(Natural language region descriptions)
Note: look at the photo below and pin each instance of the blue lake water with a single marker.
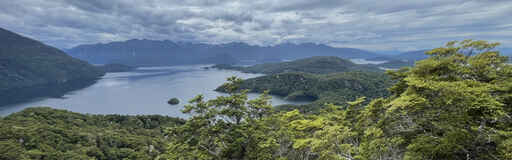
(143, 91)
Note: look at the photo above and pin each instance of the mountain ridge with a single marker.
(143, 52)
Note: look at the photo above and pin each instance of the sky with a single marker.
(376, 25)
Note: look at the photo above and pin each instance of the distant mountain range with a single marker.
(315, 65)
(153, 52)
(29, 68)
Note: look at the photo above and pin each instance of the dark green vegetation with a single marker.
(173, 101)
(50, 134)
(151, 52)
(455, 105)
(318, 65)
(336, 88)
(28, 68)
(116, 68)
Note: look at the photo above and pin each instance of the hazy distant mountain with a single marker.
(29, 68)
(152, 52)
(316, 65)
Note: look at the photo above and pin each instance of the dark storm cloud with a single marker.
(368, 24)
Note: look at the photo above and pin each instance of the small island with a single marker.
(116, 68)
(173, 101)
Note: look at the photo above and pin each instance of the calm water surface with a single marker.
(143, 91)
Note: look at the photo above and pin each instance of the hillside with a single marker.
(115, 68)
(45, 133)
(409, 56)
(28, 67)
(317, 65)
(152, 52)
(336, 88)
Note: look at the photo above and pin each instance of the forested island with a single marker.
(454, 105)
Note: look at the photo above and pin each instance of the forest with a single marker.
(454, 105)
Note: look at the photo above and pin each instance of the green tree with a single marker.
(228, 127)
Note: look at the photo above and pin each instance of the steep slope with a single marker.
(28, 67)
(317, 65)
(45, 133)
(152, 52)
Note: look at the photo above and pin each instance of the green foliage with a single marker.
(27, 67)
(335, 88)
(228, 127)
(317, 65)
(454, 105)
(44, 133)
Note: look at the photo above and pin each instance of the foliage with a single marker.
(116, 68)
(454, 105)
(228, 127)
(26, 64)
(44, 133)
(173, 101)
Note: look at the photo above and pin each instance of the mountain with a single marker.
(45, 133)
(317, 65)
(405, 56)
(152, 52)
(29, 68)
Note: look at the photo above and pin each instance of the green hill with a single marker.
(28, 67)
(318, 65)
(336, 88)
(45, 133)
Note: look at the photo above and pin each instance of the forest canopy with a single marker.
(454, 105)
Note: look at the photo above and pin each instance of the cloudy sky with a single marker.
(378, 25)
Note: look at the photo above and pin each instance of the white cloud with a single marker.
(366, 24)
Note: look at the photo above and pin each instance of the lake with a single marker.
(143, 91)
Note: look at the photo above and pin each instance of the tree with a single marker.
(228, 127)
(173, 101)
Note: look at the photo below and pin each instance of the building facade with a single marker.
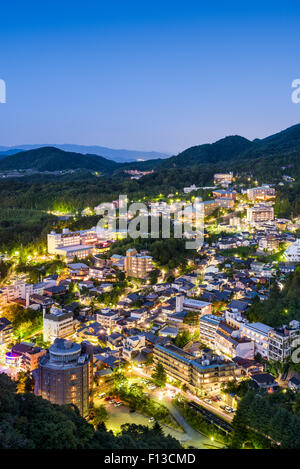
(65, 375)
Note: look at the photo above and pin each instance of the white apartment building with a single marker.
(283, 340)
(137, 265)
(190, 305)
(69, 244)
(260, 193)
(223, 178)
(107, 318)
(258, 333)
(260, 213)
(133, 345)
(208, 326)
(20, 289)
(57, 324)
(292, 253)
(191, 188)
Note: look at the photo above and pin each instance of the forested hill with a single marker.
(233, 152)
(237, 148)
(53, 159)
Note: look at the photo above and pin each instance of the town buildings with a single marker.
(260, 213)
(137, 265)
(292, 253)
(261, 193)
(57, 323)
(200, 375)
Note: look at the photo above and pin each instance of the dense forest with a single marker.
(30, 422)
(264, 421)
(282, 306)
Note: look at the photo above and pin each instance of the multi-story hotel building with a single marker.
(258, 333)
(137, 265)
(261, 193)
(208, 326)
(107, 318)
(65, 375)
(57, 324)
(190, 305)
(282, 341)
(260, 213)
(69, 244)
(205, 374)
(6, 332)
(223, 178)
(292, 254)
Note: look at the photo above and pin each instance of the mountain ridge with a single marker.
(228, 150)
(119, 155)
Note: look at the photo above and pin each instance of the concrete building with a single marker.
(260, 213)
(258, 333)
(191, 188)
(65, 375)
(132, 346)
(205, 374)
(282, 341)
(261, 193)
(29, 355)
(20, 289)
(208, 326)
(292, 253)
(57, 323)
(137, 265)
(107, 318)
(190, 305)
(230, 343)
(69, 244)
(5, 332)
(223, 178)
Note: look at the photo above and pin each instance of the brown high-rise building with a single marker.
(137, 265)
(65, 375)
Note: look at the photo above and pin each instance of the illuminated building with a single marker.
(65, 375)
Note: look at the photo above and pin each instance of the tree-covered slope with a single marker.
(53, 159)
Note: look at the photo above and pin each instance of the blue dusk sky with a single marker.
(147, 75)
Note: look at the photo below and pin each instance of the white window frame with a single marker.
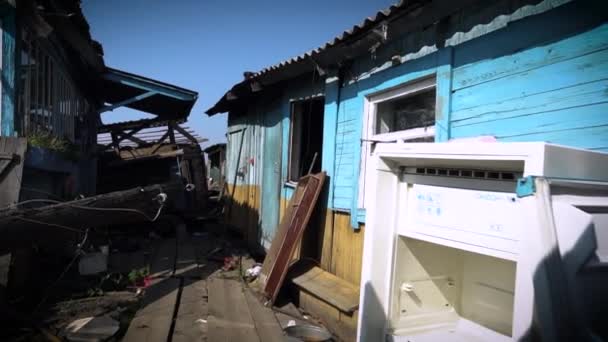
(369, 137)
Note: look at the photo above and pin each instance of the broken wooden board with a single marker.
(303, 207)
(186, 264)
(191, 320)
(229, 316)
(329, 288)
(153, 321)
(266, 323)
(12, 158)
(280, 235)
(162, 264)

**What to produce**
Could the entries above be written out word for word, with no pictures?

**Your solution**
Note: look at the photo below and pin each instance of the blue lake water with a single marker.
(143, 91)
Note: look at the photo above and pin each instance of the mountain ridge with a single marker.
(143, 52)
Note: look at the photo above and pin each instance of the sky with a single marker.
(376, 25)
Note: look at the photo above and pin each instance of the distant mountain range with a single marker.
(315, 65)
(153, 52)
(29, 68)
Note: look at the photo above and pin each instance of the dark green vegetation with a single marker.
(173, 101)
(50, 134)
(151, 52)
(455, 105)
(318, 65)
(336, 88)
(28, 68)
(116, 68)
Note: look at the photo above and pin each instance of the hazy distant mountain with a single marker.
(29, 68)
(152, 52)
(316, 65)
Note: look at the photo above and pin each instance of the dark storm cloud with a single marker.
(368, 24)
Note: look at the photo above and pin each instance of the small island with a single marker.
(116, 68)
(173, 101)
Note: look at the photo above and pin each instance of the calm water surface with a single marker.
(143, 91)
Note: look at the photo above and pin each instance of the hillside with a single marker.
(115, 68)
(45, 133)
(409, 56)
(28, 67)
(317, 65)
(152, 52)
(336, 88)
Note: look at the photo above and pin each instance of the forested island with a single marker.
(454, 105)
Note: look at the photo above and pin each instance of the forest with a single marker.
(454, 105)
Note: look at the photo above and pin each instance of the green tree with a single marker.
(228, 127)
Note: look at the photo above and pin each instance of the steep slope with a single marker.
(28, 67)
(317, 65)
(45, 133)
(152, 52)
Note: look at the photo above and pin each instance of the green foliage with a single marker.
(27, 67)
(335, 88)
(228, 127)
(317, 65)
(454, 105)
(44, 133)
Note: look at the photo above and pin each instance of the foliage with a single marker.
(116, 68)
(454, 105)
(228, 127)
(26, 64)
(44, 133)
(173, 101)
Note: look at the photo above and pin each instance of the mountain with a single marker.
(45, 133)
(317, 65)
(405, 56)
(152, 52)
(29, 68)
Note: look at the photo above and pin each instance of the green hill with a single marker.
(28, 67)
(318, 65)
(336, 88)
(45, 133)
Note: look at the photo above and pin each instance of the forest canopy with a single marker.
(454, 105)
Note: look at the photo above and pin each instance of the cloudy sky with a single marker.
(378, 25)
Note: look at the photo above and pin each instance of the white cloud with a single marker.
(366, 24)
Note: look at the photo above and pin each instance of the lake with a single marker.
(143, 91)
Note: look at the photo above and pin each instance of the tree with a single marker.
(228, 127)
(173, 101)
Note: look at the photo below and pin each instance of the building facade with a single marker.
(65, 375)
Note: look at the photo above and pin each instance of the white apartment building with a single marker.
(283, 340)
(137, 265)
(190, 305)
(69, 244)
(260, 193)
(223, 178)
(107, 318)
(258, 333)
(260, 213)
(133, 345)
(208, 326)
(20, 289)
(57, 324)
(292, 253)
(191, 188)
Note: look at the photo above and pin each instance of the forested hill with a single marker.
(233, 152)
(237, 148)
(53, 159)
Note: look at the photo above and pin each instance of the town buildings with a single marker.
(260, 213)
(137, 265)
(292, 253)
(261, 193)
(57, 323)
(200, 375)
Note: look at the photo above and pin each instance of the dense forest with a single marker.
(30, 422)
(264, 421)
(282, 306)
Note: look at the photo above and pin each instance of the multi-story hotel building with a single marker.
(258, 333)
(137, 265)
(261, 193)
(208, 326)
(107, 318)
(65, 375)
(57, 324)
(190, 305)
(282, 341)
(260, 213)
(69, 244)
(205, 374)
(6, 332)
(223, 178)
(292, 254)
Note: look at the photo above and pin each instance of the mountain ridge with a single marker.
(228, 150)
(119, 155)
Note: look at the photo above and pin each instance of the concrete building with a single marker.
(260, 213)
(258, 333)
(191, 188)
(65, 375)
(132, 346)
(205, 374)
(282, 341)
(261, 193)
(29, 355)
(20, 289)
(208, 326)
(292, 253)
(57, 323)
(137, 265)
(107, 318)
(190, 305)
(230, 343)
(69, 244)
(5, 332)
(223, 178)
Note: look at the photo above and pin each instance of the brown high-rise building with a single marker.
(137, 265)
(65, 375)
Note: look at the photo above and pin each instance of the illuminated building with a single marker.
(65, 375)
Note: look at the photo above and pin each instance of the tree-covered slope with a single marker.
(53, 159)
Note: look at the photo above and pin each instance of the blue dusk sky with a single marker.
(147, 75)
Note: look at the photo below and pin each instance of the white window frame with a single marker.
(369, 137)
Note: look at the photo above and pin each instance of the broken wooden board with a single marker.
(303, 207)
(186, 264)
(191, 320)
(229, 316)
(329, 288)
(153, 321)
(266, 323)
(12, 158)
(280, 235)
(162, 264)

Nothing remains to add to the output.